▸ **What needs to be done**: State how many of the lines below contain the word "cumulus", giving only the number.

▸ **Source material**:
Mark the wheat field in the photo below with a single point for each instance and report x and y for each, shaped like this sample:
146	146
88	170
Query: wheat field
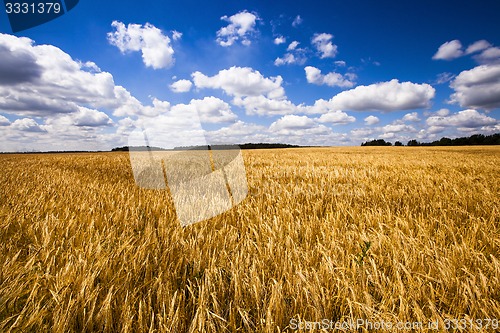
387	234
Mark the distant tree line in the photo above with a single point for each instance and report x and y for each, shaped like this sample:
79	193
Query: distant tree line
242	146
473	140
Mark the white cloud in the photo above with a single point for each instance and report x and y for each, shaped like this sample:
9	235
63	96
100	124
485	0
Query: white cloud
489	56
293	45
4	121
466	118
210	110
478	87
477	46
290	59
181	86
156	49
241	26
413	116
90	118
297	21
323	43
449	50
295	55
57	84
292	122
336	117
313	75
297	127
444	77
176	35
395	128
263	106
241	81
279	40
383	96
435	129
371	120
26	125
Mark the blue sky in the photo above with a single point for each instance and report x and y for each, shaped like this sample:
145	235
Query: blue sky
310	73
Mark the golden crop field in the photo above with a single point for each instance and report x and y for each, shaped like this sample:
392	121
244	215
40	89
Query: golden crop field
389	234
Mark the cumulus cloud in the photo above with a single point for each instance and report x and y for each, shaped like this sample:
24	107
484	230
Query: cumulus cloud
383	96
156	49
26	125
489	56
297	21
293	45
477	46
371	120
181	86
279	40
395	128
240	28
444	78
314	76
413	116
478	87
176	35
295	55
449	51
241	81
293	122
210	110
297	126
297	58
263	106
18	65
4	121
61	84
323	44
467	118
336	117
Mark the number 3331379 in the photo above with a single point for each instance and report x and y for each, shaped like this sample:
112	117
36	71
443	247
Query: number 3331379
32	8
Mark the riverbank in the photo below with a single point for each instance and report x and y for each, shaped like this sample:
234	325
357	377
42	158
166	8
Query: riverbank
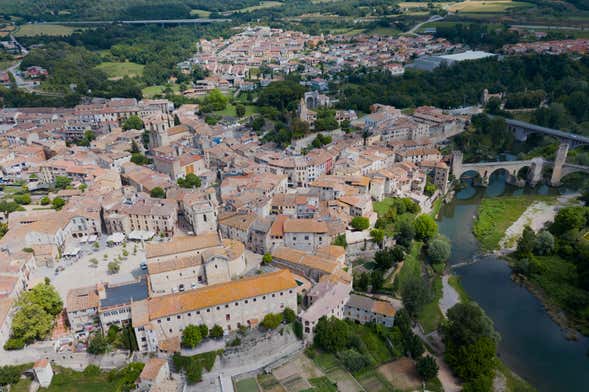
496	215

* * *

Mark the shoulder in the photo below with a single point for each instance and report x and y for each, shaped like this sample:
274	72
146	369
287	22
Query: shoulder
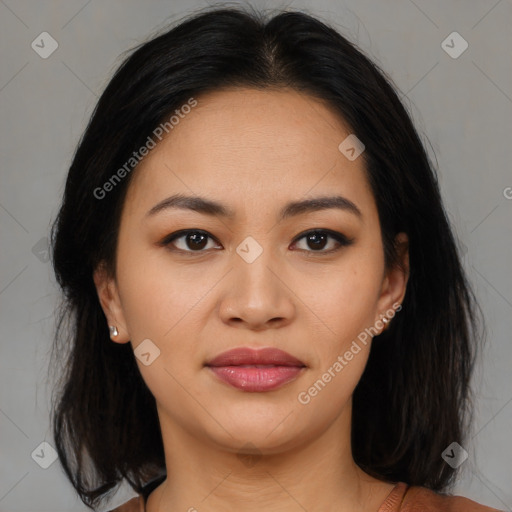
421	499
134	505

* * *

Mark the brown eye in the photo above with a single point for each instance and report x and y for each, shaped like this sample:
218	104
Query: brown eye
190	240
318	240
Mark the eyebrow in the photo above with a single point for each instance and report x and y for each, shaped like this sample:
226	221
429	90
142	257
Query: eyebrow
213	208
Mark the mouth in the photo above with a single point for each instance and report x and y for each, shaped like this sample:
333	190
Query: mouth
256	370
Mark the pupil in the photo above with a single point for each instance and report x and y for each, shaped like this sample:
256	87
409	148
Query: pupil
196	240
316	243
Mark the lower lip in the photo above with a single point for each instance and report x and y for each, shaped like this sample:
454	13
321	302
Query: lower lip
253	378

▸ **Task output**: 2